Exercise 1
Decide whether each statement agrees with the photo-quality text below, answering yes or no for each and quoting the deciding words from the text: (a) the blur radius of the puffin photo is estimated at 3 pixels; (b) the most dominant hues in the photo are blue and green; (c) dominant hues cover 72.6% of the photo's pixels.

Document text
= = =

Each photo was rated by several people, so a true rating is in fact a distribution of ratings, rather than average. When we sampled ratings randomly from these distributions, as we assume a human would do, we achieved a correlation of 0.468 between sampled ratings and averages. Based on these correlations, we claim, our method works at 90% level when compared to a human performance.

We used the stdev of ratings to measure the prediction error. On an average photo in the test set, the differences between individual ratings and the average have stdev 1.628. As the absolute prediction error is only 0.615 (rating difference from average) on the test set, we end up with relative error of only 0.380 stdev's. With 95% confidence, the predictions fall within one stdev [-0.86;1.07] around average rating, as shown in the plot:

Example: puffin photo (by andreas612)

Original 755 x 501 JPG photo:

Original puffin photo, which I find quite pleasing.
Here are the blur-related measurements we have for the photo. The blur measurements show that the photo has good quality. In practice the photos always contain some amount of blur -- here the radius of blur is estimated to be 3 pixels.

Blur measures	Value	Explanation
Blur annoyance quality (0--1):	0.84759	the blur does not distract too much
MDWE horizontal blur width:	3.29405	the amount of blur is still modest
MDWE Gaussian quality (0--1):	1	blurry appearance is still appealing
MDWE JPEG2000 quality (0--1):	1	there are not JPEG2000 artefacts to speak of

By measuring the blurriness properties we can arrive at some conclusions on a photo's attractiveness. From a set of dozen similar photos, automatically picking the sharpest one saves us the trouble of pixel-peeping the minor differences between candidates.

Hues in the photo:

The image below shows the hues in the photo. The block-like structure probably originates from the JPEG compression. In the HSV color space the variation within those blocks is fully conveyed by the Saturation and Value dimensions. Note that colors that are almost white or black are quite insensitive to hue.
Let's have a look at the hue amounts in a polar coordinates. The image shows that the most dominant hues are lime green and orange. A best-fit von Mises distribution (black line) is used to identify dominating hues.

Hue Measurements	Value	Explanation
Color dispersion(mu)	0.6655 (rad), or 38.13°	dominant hue is orange
Color dispersion(kappa)	1.3797	the dominance is not particularly concentrated
Color dispersion(pi)	0.72621	dominant hues cover 72.6 % of the photo's pixels
Color dispersion(ds)	323.5 px	average distance between two pixels that have dominant hue
Color dispersion(custom.ds)	0.970699	pixels with dominant hues are almost as scattered as any two pixels

Detecting dominant colors may help to decide whether a photo has incorrect color temperature or other type of color cast. By measuring the scatter, we are able to distinguish natural colors, such as blue sky and green forest, from an incorrect color temperature.

Sharpness and blurriness:

In some sense sharpness and blurriness are the opposites of each other. A photograph may very well contain both, and still be of a high quality.

= = =

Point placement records

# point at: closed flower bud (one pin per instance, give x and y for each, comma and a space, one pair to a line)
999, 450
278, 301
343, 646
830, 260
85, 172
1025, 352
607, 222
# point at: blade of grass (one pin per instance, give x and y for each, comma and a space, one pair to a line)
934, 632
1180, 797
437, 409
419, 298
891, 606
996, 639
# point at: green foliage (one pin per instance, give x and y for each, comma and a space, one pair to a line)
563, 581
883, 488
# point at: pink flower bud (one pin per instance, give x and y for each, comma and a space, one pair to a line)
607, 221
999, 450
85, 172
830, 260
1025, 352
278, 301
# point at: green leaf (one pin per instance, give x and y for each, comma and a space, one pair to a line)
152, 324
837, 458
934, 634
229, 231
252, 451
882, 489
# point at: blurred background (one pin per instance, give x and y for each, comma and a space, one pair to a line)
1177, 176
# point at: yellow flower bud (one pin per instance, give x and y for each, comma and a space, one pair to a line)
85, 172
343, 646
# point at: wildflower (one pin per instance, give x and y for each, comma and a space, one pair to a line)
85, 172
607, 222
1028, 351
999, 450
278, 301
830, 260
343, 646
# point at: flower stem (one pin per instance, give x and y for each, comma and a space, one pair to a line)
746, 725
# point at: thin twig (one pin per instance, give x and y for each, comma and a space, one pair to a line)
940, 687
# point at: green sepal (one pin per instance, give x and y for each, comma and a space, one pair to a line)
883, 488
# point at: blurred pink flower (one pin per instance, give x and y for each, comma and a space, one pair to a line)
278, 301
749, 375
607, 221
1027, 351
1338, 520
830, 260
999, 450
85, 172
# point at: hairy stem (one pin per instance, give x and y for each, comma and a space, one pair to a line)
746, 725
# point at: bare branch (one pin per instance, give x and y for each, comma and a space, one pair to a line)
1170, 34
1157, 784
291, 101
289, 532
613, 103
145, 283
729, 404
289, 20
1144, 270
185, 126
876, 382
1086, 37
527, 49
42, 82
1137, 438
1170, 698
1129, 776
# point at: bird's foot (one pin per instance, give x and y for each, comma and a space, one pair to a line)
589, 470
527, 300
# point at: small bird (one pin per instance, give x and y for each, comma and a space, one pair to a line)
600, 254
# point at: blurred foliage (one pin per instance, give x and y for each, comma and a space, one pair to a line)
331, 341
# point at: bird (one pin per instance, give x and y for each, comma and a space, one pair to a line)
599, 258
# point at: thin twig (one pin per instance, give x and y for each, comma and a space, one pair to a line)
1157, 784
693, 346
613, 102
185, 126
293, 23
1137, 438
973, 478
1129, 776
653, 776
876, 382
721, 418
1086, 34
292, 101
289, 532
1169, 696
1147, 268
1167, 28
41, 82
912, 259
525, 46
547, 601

= = =

Exercise 2
Count the lines of the records above that contain the string "stem", and give only the number.

Exercise solution 1
(a) Yes: "here the radius of blur is estimated to be 3 pixels"
(b) No: "the most dominant hues are lime green and orange"
(c) Yes: "dominant hues cover 72.6 % of the photo's pixels"

Exercise solution 2
2